# What is required
Type out the entries again, matching each one exactly.

# Entries provided
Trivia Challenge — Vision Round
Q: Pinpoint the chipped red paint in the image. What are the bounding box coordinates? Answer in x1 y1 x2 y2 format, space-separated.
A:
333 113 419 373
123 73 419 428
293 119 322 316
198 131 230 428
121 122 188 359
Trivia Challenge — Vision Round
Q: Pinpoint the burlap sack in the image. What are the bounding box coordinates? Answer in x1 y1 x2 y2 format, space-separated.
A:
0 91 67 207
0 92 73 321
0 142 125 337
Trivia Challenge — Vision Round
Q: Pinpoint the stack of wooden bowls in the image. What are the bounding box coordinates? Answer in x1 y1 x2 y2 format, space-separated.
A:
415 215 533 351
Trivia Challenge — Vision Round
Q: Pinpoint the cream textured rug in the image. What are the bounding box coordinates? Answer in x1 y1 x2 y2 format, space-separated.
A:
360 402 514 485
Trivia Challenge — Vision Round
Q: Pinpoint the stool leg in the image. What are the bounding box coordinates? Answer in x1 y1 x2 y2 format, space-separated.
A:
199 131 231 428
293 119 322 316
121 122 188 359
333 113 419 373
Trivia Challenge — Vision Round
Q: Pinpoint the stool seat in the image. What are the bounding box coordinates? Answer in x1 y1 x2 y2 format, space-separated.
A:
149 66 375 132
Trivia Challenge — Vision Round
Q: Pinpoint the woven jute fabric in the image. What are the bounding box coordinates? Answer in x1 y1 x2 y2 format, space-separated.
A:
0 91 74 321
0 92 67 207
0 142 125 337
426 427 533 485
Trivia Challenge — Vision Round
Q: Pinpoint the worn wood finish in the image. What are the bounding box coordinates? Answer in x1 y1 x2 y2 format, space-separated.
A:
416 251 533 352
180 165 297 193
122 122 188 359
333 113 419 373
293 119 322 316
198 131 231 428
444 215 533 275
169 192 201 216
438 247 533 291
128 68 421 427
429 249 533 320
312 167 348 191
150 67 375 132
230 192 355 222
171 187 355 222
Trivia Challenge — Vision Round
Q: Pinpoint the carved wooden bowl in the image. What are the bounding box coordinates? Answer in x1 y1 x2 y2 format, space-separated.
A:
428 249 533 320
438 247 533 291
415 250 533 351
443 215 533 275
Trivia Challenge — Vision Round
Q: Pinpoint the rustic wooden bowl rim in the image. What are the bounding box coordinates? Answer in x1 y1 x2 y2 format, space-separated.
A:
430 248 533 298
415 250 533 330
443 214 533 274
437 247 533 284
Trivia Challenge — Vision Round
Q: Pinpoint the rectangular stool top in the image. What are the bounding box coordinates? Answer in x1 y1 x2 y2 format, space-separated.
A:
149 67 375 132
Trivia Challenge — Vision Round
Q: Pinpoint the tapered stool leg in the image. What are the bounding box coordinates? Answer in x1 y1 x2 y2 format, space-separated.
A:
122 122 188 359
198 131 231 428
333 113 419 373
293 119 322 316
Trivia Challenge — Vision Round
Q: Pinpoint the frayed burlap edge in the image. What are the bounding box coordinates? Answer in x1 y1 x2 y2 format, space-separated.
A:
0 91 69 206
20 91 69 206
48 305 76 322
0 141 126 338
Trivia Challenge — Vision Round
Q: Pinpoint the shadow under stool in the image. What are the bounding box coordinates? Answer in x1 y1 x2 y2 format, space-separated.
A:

# Reply to the exercise
Trivia Challenge — Vision Round
Q: Pinpoint the chipped red paint in the image. What are the bounding box coordinates? Answer in x1 y1 x2 y2 format, space-separated.
A:
333 113 419 373
123 73 419 428
293 119 322 316
198 131 230 428
121 122 188 359
Trivia Challenge — Vision Round
Q: Pinpoint the burlap sack in the image. What are the bounding box coordinates? Answer in x1 y1 x2 y2 format, space-separated.
A:
0 91 67 207
0 92 73 321
0 142 125 337
Trivia Challenge — Vision Round
Q: Pinpoint the stack of wooden bowls in the image. What are the bounding box coordinates? Answer in x1 y1 x2 y2 format, space-separated.
A:
415 215 533 351
Trivia Challenge — Vision Round
Q: Pinpoint the cream textured rug in the image. What are the bounding box coordinates? Answer in x1 y1 x2 y2 format, space-separated.
A:
360 402 514 485
Trivia Challenge — Vision Round
Q: Pinpoint the stool leg in the image. What are the bounding box coordinates? Answer in x1 y1 x2 y2 format, space-separated.
A:
199 131 231 428
293 119 322 316
121 122 188 359
333 113 419 373
Trivia Challenge — Vision Round
Q: Pinpoint the stool seat in the image. What are the bounding box coordinates? Answer in x1 y1 x2 y2 format, space-separated.
A:
149 66 375 132
Trivia Challenge — Vision Round
Q: Pinpoint the woven jute fabric in the image. What are the bounding box coordinates? Answer in x1 y1 x2 y2 format, space-separated.
A:
0 91 74 321
0 92 67 207
0 142 125 337
426 427 533 485
Trivia Challenge — Vision Round
Q: Pinpoint the worn wood finish in the image. What are the bounding box coordinates? Answer in x1 y1 x2 y2 format, space-separated.
A:
416 251 533 352
180 165 297 193
122 122 188 359
333 113 419 373
293 119 322 316
198 131 231 428
444 215 533 275
169 192 201 216
438 247 533 291
128 68 421 427
429 249 533 320
312 167 348 191
150 67 375 132
230 192 355 222
171 187 355 222
Trivia Challenge — Vision Round
Q: Pinpoint the carved wooden bowl in the image. What are the bounding box coordinates? Answer in x1 y1 x2 y2 format, space-separated.
A:
428 249 533 320
438 247 533 291
415 250 533 351
443 215 533 275
Trivia Challenge — Vision Round
Q: Pinpoint the rustic wooden bowl rim in the image. What are the bounding box coordinates? Answer in x1 y1 x2 y2 format, space-separated.
A:
430 248 533 298
415 250 533 330
443 214 533 274
437 247 533 284
Trivia Challenge — Vision Round
Q: Pinpoint the rectangular stool top in the image. What are the bounding box coordinates? Answer in x1 y1 x2 y2 format, space-separated.
A:
149 67 375 132
Trivia Challenge — Vision Round
Q: Pinpoint the tapered stool leg in the image. What are the bounding box coordinates? Answer in x1 y1 x2 y2 format, space-separated.
A:
122 122 188 359
198 131 231 428
333 113 419 373
293 119 322 316
Trivia Challenge — Vision Round
Q: Pinpoint the frayed burlap edge in the image. What are the bounding box coordinates? Answer in x1 y1 x2 y2 format, space-separated.
A:
0 91 69 206
20 91 69 206
48 305 76 322
0 141 126 338
Trivia Challenge — Vision Round
Q: Pinpoint the shadow under stool in the image. What are the bounding box coordinates? Answer in x1 y1 x2 y2 format, space-separated.
A:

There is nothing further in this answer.